### Directions
Search the records below for "fuselage"; copy each line that has it.

Point-per-instance localization data:
◆ ◆ ◆ ◆ ◆ ◆ ◆

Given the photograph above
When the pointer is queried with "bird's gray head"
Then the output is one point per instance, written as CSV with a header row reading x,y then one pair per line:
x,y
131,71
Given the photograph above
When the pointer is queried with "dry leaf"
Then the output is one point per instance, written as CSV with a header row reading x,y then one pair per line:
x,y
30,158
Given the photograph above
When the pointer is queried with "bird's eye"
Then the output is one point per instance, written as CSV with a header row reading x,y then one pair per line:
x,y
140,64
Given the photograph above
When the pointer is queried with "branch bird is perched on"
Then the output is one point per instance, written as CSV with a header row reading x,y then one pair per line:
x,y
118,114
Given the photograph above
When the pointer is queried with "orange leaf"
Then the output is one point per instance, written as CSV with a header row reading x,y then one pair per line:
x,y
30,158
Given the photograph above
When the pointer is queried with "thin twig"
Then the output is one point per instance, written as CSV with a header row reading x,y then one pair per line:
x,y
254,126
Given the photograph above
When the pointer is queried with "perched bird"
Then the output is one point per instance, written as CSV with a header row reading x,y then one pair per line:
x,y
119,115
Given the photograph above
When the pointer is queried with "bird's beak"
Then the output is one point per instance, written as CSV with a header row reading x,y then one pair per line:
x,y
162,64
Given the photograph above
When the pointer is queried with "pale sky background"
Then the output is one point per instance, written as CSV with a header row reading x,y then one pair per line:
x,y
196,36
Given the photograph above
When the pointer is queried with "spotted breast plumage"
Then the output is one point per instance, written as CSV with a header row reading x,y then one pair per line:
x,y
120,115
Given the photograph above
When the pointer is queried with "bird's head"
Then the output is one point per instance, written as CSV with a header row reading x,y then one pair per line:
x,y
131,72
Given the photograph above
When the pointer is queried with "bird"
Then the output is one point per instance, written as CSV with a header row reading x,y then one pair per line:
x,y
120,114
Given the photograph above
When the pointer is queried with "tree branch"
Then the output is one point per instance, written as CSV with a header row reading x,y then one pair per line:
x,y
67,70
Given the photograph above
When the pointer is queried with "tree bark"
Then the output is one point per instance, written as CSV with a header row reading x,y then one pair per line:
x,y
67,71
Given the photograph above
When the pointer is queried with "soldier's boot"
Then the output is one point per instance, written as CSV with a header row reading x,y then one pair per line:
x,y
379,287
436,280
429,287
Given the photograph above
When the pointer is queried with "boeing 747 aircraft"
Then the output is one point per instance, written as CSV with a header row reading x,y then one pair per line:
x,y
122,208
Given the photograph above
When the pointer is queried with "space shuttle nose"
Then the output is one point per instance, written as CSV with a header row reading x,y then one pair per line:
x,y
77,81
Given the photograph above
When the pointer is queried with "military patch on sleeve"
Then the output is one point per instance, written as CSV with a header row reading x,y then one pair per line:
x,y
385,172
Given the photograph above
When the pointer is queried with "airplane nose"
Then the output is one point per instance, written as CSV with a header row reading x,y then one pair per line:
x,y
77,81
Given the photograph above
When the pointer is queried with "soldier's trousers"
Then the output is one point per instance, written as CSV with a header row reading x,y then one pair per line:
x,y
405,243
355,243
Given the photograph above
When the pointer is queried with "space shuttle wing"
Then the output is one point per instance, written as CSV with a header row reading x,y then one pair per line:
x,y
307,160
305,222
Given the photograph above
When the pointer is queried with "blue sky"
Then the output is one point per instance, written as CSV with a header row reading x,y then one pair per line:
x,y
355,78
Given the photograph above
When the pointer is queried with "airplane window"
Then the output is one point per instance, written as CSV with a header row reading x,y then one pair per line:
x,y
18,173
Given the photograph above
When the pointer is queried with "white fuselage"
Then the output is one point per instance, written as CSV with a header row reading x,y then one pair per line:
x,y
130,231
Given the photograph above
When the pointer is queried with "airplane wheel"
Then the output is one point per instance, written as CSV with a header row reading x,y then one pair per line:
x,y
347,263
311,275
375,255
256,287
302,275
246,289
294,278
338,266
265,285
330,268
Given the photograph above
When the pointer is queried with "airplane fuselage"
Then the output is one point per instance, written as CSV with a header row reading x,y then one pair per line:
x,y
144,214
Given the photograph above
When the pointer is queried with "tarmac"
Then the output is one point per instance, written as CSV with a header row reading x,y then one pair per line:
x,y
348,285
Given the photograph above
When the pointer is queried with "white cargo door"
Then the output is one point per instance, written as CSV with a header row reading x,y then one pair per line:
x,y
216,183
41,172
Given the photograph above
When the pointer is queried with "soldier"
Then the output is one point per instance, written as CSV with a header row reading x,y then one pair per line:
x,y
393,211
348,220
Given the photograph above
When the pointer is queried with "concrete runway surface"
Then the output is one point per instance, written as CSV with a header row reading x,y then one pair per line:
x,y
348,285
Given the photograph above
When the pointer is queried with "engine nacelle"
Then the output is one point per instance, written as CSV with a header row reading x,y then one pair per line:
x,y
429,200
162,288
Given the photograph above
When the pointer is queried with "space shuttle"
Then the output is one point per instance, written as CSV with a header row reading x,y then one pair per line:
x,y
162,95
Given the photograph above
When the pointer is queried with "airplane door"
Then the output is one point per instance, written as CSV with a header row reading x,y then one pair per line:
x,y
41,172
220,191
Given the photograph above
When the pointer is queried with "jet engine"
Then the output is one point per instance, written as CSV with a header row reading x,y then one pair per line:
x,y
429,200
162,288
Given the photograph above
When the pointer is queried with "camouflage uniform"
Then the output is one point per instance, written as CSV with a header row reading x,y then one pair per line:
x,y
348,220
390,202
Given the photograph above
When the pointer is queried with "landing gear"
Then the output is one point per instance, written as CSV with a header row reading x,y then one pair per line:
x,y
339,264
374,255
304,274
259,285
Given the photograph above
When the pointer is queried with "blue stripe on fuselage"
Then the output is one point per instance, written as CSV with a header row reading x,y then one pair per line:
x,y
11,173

◆ ◆ ◆ ◆ ◆ ◆ ◆

### The completed task
When the pointer is queried with "white fuselage"
When the pointer is queried with "airplane fuselage"
When the pointer is queried with "blue stripe on fuselage"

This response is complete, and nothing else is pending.